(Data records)

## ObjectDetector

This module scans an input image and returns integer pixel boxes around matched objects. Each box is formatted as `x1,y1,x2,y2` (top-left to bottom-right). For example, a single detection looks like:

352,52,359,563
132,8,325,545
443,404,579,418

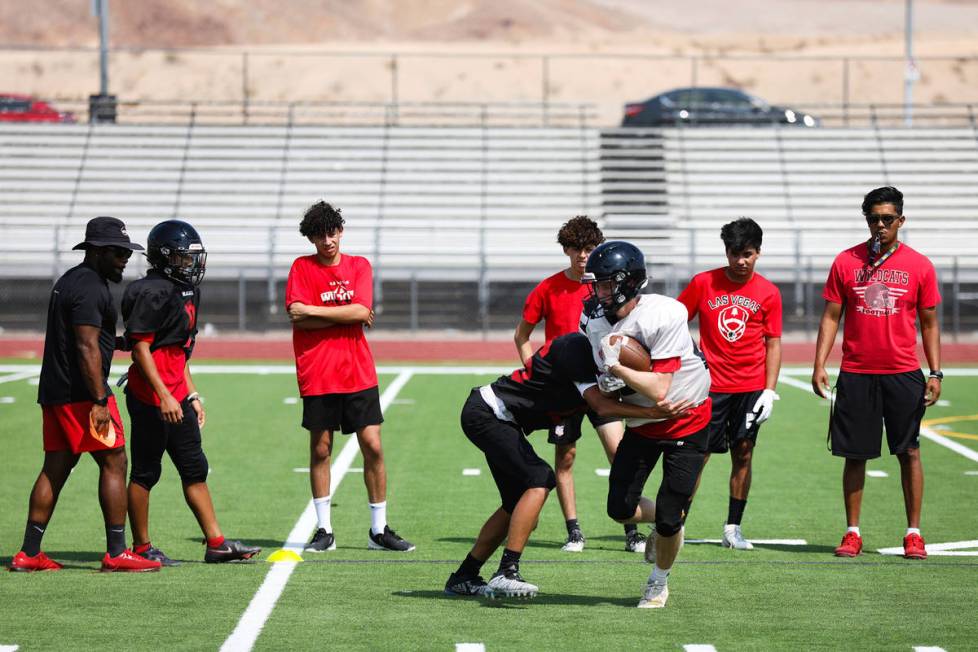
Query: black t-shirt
492,333,598,432
122,269,200,358
37,263,118,405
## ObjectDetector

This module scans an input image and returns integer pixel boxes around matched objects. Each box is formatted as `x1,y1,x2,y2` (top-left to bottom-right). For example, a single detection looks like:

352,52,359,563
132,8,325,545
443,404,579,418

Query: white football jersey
581,294,710,427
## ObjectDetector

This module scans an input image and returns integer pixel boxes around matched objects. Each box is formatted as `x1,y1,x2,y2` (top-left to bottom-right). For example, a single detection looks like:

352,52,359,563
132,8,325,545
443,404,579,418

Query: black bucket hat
72,217,143,251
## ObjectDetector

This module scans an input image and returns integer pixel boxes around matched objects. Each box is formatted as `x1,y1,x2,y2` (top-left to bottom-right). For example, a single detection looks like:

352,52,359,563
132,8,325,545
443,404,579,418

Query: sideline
219,367,412,652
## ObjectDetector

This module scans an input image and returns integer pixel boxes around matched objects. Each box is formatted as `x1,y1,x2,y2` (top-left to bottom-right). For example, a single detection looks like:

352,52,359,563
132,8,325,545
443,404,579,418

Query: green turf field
0,365,978,652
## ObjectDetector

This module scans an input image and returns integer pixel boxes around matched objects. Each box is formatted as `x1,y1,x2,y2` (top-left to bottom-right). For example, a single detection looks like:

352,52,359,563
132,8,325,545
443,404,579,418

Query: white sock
367,500,387,534
649,564,672,584
312,496,333,532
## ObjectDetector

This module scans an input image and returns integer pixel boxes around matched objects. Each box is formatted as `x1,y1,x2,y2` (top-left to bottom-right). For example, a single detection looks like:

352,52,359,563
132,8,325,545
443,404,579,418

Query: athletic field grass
0,363,978,652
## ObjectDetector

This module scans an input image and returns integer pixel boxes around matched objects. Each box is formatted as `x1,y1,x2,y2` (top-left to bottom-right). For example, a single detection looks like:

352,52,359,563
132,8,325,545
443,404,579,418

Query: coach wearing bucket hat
10,217,160,572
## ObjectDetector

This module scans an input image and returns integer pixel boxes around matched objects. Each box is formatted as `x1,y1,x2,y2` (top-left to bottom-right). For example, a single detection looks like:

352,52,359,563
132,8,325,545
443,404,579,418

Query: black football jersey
492,333,598,433
122,270,200,358
37,263,118,405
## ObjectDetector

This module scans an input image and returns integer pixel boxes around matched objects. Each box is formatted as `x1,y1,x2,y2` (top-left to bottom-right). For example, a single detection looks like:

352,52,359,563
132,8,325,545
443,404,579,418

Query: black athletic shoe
367,525,414,552
204,539,261,564
132,546,180,566
306,528,336,552
445,573,489,596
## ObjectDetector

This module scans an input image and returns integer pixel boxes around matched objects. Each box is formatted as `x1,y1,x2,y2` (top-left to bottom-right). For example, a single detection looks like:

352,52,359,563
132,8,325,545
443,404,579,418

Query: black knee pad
173,450,210,484
655,488,689,537
607,485,638,522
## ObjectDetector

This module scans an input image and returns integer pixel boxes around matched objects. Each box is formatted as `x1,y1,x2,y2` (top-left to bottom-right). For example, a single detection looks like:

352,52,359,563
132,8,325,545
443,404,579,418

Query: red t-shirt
285,254,377,396
822,243,941,374
523,272,588,342
679,267,781,393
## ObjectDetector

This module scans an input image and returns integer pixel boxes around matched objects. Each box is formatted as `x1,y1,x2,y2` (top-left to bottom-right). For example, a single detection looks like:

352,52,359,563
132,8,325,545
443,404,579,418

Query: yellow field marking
920,414,978,441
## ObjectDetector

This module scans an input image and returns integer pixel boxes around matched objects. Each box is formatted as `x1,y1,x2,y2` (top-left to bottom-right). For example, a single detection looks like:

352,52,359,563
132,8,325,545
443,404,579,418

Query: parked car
621,88,819,127
0,93,75,122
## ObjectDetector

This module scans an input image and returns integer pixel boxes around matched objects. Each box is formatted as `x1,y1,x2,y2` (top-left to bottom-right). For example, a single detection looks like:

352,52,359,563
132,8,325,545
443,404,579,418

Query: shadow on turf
391,591,638,608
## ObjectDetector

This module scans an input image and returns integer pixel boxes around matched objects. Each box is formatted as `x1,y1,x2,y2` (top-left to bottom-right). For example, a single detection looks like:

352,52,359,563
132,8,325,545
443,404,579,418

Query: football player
122,220,261,566
285,201,414,552
445,333,689,598
679,217,781,550
513,215,645,552
581,241,710,608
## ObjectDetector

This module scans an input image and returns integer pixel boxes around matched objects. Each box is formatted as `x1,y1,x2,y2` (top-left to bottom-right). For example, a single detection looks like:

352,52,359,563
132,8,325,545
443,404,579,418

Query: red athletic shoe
903,534,927,559
10,551,62,573
835,532,863,557
101,548,160,573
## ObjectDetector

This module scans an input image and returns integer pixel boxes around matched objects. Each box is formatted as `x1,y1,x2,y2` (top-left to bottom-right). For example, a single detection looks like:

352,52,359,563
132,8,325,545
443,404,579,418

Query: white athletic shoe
720,523,754,550
561,529,584,552
485,572,540,600
638,580,669,609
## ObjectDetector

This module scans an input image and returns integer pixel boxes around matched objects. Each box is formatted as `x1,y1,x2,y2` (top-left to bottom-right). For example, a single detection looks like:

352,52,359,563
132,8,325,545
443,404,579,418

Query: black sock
499,548,523,574
20,521,48,557
727,496,747,525
455,554,486,577
105,523,126,557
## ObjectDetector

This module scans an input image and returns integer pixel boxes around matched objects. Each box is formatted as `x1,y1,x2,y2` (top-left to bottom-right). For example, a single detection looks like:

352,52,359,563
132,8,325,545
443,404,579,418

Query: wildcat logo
853,283,907,317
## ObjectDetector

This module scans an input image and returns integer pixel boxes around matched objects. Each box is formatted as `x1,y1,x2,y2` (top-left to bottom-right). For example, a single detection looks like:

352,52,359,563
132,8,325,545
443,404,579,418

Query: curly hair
557,215,604,249
863,186,903,216
299,200,346,238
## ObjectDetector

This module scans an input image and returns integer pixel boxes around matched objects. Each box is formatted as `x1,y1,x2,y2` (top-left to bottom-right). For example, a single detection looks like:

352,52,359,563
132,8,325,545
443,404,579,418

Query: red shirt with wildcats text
523,272,588,342
285,254,377,396
822,243,941,374
679,267,781,394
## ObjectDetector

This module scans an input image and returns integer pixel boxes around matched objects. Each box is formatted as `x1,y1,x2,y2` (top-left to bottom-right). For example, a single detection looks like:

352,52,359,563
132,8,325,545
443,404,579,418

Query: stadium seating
0,124,978,283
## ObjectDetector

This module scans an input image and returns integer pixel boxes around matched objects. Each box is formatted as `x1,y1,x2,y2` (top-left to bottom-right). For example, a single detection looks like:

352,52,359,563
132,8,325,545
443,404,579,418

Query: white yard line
778,369,978,462
219,369,412,652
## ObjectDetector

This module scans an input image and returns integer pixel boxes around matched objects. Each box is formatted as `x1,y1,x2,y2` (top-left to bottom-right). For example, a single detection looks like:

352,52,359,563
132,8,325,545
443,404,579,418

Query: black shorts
126,392,209,489
608,428,709,536
829,369,927,460
302,386,384,435
462,389,557,514
547,411,621,446
707,389,763,453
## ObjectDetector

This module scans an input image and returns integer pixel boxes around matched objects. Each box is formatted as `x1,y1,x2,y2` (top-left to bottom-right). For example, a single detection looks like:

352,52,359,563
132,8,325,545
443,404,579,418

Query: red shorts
41,396,126,455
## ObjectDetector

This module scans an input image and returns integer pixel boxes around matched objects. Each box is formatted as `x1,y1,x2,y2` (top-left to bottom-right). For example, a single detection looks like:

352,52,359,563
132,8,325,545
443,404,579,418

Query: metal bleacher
0,124,601,278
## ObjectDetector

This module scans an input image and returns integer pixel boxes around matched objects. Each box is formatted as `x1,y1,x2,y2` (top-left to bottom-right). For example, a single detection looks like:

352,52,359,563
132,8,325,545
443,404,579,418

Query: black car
621,88,819,127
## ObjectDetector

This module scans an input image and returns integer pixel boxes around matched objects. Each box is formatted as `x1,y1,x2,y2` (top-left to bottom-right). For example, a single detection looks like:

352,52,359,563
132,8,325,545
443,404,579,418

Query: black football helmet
581,240,649,321
146,220,207,287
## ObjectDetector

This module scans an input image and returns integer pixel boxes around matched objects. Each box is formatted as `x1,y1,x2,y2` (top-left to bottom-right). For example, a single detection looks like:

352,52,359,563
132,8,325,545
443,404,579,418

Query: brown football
608,335,652,371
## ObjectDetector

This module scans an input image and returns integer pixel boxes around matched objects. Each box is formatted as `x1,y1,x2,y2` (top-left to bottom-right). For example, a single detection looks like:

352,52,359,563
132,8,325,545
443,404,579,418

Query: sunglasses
866,215,900,226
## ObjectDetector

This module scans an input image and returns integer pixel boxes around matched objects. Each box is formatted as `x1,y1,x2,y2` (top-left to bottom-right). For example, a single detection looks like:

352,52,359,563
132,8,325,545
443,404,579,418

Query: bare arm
132,341,183,423
919,306,941,407
584,385,693,419
288,301,374,330
608,364,672,404
74,324,110,432
513,319,536,366
812,301,842,398
764,337,781,389
183,364,207,428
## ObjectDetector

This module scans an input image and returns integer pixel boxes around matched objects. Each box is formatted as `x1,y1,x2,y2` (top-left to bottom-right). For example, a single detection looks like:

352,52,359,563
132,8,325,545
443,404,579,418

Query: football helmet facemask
146,220,207,287
581,240,649,322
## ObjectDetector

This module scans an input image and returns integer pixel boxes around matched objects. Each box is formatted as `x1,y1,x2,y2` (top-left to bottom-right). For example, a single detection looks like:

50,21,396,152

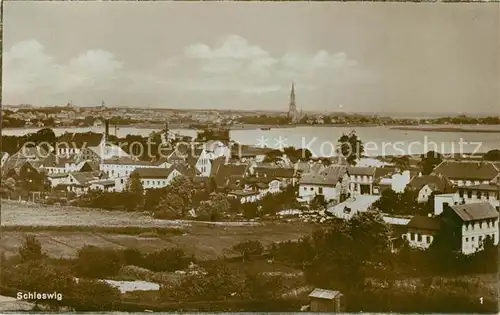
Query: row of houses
296,161,500,254
403,161,500,254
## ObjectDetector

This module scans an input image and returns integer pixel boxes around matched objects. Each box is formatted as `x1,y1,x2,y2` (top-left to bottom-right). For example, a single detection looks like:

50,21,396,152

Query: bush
75,245,123,278
233,241,264,261
19,235,44,262
71,279,120,312
121,248,143,266
140,248,194,271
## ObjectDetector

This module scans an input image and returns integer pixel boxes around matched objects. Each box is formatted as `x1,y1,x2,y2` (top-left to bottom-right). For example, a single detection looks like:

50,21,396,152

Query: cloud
3,40,123,96
160,35,359,93
3,35,363,104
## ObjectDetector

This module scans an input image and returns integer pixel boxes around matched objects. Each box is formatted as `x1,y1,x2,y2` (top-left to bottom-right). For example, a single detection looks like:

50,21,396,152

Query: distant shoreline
390,127,500,133
2,123,500,133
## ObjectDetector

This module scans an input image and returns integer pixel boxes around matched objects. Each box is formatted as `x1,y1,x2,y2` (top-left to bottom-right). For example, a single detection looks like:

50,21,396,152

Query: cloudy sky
2,2,500,113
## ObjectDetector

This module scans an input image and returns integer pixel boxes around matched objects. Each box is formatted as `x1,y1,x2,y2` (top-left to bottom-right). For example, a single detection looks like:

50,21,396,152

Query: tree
75,245,123,278
483,149,500,161
196,194,231,221
338,131,365,165
420,151,443,175
233,240,264,262
71,279,121,312
155,176,195,219
125,172,144,210
240,202,259,219
306,211,391,290
19,235,44,262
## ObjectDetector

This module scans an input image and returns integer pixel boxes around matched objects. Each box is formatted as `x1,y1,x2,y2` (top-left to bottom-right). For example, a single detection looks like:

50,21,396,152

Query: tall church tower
288,83,298,122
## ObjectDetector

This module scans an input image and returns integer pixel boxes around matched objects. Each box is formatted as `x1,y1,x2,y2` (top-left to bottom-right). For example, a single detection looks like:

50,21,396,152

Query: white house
298,165,349,202
408,173,456,203
456,183,500,211
89,178,116,192
373,171,410,194
195,149,214,177
402,215,441,249
443,203,498,254
203,140,231,161
227,190,262,204
131,166,182,189
434,184,500,215
47,173,69,188
99,158,172,178
433,160,500,187
349,166,376,195
67,172,99,195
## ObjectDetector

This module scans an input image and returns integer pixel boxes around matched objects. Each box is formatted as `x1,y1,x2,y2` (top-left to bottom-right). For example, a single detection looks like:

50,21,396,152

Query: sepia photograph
0,1,500,314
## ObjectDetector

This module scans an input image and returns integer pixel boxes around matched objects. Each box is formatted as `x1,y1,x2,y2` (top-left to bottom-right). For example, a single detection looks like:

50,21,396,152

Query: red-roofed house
442,203,498,254
299,165,349,202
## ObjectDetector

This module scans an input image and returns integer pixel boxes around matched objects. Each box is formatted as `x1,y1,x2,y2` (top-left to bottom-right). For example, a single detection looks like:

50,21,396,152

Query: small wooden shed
309,289,345,313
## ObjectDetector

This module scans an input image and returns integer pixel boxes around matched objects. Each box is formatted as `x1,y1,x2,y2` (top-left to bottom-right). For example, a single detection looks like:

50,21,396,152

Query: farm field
0,201,317,259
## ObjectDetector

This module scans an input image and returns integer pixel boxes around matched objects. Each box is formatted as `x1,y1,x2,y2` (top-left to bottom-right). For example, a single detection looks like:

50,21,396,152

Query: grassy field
0,201,316,259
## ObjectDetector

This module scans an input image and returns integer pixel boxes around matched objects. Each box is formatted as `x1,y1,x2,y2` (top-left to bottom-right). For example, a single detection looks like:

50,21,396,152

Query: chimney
104,119,109,141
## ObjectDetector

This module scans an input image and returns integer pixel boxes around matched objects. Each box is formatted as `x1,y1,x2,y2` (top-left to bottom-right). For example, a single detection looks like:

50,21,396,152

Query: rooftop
433,161,500,180
309,289,342,300
408,215,441,231
451,203,498,221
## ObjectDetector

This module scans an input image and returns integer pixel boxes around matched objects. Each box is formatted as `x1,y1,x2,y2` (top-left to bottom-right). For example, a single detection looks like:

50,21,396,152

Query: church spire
288,82,298,122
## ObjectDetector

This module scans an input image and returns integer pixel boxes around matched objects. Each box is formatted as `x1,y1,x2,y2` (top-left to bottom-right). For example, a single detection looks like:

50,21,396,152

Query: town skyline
2,3,500,116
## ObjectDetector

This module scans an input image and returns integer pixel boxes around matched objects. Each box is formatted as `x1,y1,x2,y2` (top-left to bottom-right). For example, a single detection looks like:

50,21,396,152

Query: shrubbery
75,245,123,278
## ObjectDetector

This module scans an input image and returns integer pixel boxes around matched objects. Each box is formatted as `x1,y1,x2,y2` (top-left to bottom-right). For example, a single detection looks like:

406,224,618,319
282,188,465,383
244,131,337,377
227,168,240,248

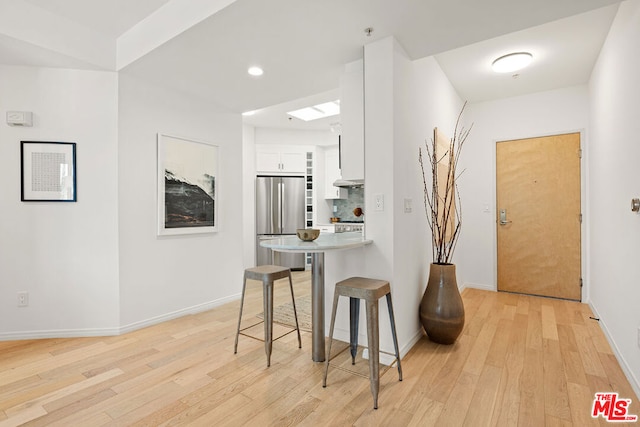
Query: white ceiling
0,0,619,129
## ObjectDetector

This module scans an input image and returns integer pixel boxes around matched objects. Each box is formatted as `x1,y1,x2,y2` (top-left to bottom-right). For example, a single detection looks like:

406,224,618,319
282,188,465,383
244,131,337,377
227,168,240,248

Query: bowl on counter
296,228,320,242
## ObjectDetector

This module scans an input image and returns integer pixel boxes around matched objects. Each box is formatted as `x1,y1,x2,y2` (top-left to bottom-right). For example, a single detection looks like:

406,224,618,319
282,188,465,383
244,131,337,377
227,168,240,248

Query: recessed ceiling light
247,67,264,77
287,101,340,122
491,52,533,73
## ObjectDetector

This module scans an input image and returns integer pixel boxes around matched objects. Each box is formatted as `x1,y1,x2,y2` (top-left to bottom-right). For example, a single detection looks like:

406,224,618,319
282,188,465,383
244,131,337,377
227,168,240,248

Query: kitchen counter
260,232,373,362
260,232,373,253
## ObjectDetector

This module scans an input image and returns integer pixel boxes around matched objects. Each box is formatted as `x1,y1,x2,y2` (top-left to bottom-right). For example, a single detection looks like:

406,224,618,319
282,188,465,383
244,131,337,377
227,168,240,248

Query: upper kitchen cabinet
256,144,307,174
324,146,348,199
340,60,364,181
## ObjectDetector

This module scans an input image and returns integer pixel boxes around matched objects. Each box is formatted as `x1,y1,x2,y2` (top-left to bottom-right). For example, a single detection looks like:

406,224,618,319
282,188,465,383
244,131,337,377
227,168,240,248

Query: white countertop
260,232,373,252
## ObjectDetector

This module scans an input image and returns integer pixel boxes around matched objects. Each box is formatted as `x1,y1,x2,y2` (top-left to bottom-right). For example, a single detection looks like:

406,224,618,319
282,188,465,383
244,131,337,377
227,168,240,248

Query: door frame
490,128,590,303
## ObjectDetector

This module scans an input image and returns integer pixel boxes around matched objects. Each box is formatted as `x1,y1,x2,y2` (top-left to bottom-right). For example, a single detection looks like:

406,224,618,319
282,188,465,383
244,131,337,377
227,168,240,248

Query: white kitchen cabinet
315,224,336,233
340,60,364,181
256,146,307,174
324,147,348,199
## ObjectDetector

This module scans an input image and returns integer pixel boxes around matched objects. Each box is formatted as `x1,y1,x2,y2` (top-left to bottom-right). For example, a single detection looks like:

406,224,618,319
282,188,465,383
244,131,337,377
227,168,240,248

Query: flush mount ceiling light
247,67,264,77
287,101,340,122
491,52,533,73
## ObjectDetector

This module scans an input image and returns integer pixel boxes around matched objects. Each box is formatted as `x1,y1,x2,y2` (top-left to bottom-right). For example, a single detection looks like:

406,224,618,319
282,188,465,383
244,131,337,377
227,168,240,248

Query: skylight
287,101,340,122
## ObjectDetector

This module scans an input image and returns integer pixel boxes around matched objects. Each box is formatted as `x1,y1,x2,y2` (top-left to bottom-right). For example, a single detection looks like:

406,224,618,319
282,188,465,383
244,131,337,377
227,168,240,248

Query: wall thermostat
7,111,33,127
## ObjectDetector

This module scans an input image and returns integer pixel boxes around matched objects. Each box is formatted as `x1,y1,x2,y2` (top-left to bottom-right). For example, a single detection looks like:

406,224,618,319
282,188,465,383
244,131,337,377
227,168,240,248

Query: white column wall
325,38,462,354
589,1,640,398
119,74,244,330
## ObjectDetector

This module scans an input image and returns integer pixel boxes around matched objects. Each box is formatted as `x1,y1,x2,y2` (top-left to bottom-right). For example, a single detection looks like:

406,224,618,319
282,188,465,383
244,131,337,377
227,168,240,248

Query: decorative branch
418,102,473,264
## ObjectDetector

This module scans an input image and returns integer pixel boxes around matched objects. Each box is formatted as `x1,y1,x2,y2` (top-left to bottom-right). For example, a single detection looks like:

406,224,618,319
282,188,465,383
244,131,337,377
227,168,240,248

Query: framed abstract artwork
20,141,77,202
158,134,218,235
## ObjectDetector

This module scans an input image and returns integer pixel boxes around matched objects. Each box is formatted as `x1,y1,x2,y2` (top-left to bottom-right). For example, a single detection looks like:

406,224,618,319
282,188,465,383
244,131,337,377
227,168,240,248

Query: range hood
333,179,364,188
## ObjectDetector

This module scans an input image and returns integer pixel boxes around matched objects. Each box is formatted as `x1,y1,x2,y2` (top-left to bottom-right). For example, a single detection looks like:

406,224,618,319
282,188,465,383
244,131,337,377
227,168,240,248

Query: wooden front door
496,133,582,301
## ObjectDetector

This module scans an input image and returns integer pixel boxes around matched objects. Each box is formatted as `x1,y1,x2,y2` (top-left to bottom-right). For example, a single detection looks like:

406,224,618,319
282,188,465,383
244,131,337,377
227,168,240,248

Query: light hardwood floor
0,273,640,427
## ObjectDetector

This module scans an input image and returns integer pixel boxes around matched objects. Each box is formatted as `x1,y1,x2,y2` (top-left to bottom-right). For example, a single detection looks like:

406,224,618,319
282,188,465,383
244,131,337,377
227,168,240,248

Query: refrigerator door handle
278,181,284,233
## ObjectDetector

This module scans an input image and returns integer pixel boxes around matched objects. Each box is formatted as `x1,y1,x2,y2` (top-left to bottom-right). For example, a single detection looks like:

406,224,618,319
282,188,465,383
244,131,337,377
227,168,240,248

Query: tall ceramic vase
420,263,464,344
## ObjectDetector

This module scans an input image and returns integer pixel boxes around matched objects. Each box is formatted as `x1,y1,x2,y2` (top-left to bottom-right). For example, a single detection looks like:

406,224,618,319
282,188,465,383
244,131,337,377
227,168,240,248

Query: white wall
589,1,640,396
456,86,589,299
118,74,243,329
0,66,118,339
255,128,338,146
393,49,462,352
242,125,256,270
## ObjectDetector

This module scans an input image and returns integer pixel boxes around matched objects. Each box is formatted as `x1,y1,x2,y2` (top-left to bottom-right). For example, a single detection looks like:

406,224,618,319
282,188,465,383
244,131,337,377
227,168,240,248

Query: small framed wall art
20,141,77,202
158,134,218,235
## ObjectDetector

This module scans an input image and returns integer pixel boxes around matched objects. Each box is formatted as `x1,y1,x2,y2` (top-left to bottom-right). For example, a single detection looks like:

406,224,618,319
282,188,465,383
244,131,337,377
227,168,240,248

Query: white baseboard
0,328,120,341
460,283,497,292
0,294,240,341
327,328,423,366
589,302,640,399
120,294,240,334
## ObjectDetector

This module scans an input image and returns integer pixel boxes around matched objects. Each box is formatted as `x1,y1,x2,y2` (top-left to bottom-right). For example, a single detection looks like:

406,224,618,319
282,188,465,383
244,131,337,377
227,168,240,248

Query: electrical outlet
18,292,29,307
373,194,384,211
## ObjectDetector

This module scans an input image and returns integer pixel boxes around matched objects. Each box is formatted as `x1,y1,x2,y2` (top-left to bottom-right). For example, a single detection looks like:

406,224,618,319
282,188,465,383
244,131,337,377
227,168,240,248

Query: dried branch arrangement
418,102,473,264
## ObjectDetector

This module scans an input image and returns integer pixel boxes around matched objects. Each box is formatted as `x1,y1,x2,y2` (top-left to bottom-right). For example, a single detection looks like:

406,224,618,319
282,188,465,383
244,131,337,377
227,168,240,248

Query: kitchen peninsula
260,232,373,362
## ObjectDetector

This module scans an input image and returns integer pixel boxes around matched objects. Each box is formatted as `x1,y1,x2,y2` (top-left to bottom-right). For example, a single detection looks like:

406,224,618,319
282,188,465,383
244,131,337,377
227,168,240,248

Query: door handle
500,209,511,225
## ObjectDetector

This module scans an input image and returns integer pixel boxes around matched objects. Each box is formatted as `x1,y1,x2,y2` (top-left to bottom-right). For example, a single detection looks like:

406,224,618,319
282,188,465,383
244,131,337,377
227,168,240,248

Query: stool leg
366,300,380,409
233,276,247,354
387,293,402,381
289,272,302,348
322,292,339,387
349,298,360,365
262,280,273,367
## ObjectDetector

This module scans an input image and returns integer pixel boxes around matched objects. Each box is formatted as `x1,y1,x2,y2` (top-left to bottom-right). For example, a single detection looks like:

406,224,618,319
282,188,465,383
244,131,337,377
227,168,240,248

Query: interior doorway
496,133,582,301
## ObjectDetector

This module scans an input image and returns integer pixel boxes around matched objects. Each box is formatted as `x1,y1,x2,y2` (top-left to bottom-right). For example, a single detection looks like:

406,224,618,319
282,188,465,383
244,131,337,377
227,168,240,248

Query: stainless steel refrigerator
256,176,306,270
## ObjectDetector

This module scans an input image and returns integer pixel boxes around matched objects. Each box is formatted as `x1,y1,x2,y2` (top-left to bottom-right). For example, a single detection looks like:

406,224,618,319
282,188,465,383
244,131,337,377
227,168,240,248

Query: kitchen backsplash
333,187,364,221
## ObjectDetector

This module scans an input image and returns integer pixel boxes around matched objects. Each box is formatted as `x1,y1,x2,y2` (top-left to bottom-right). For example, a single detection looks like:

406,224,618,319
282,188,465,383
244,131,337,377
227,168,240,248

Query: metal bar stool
322,277,402,409
233,265,302,367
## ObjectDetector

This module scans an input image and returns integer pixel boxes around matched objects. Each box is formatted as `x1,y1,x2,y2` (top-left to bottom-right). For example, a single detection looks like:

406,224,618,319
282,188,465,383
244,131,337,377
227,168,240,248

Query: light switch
373,193,384,211
404,199,413,213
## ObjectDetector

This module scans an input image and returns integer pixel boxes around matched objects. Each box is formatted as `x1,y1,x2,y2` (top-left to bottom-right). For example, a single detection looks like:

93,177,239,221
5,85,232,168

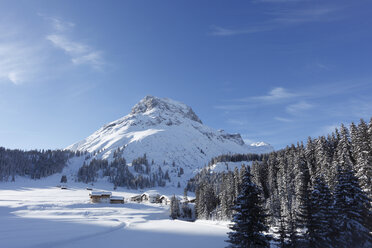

- **What you should do**: Pull out every line of the data records above that contains the string "church", and copy each one over unchanged.

- **Task output**:
Query: tall church tower
Query: church spire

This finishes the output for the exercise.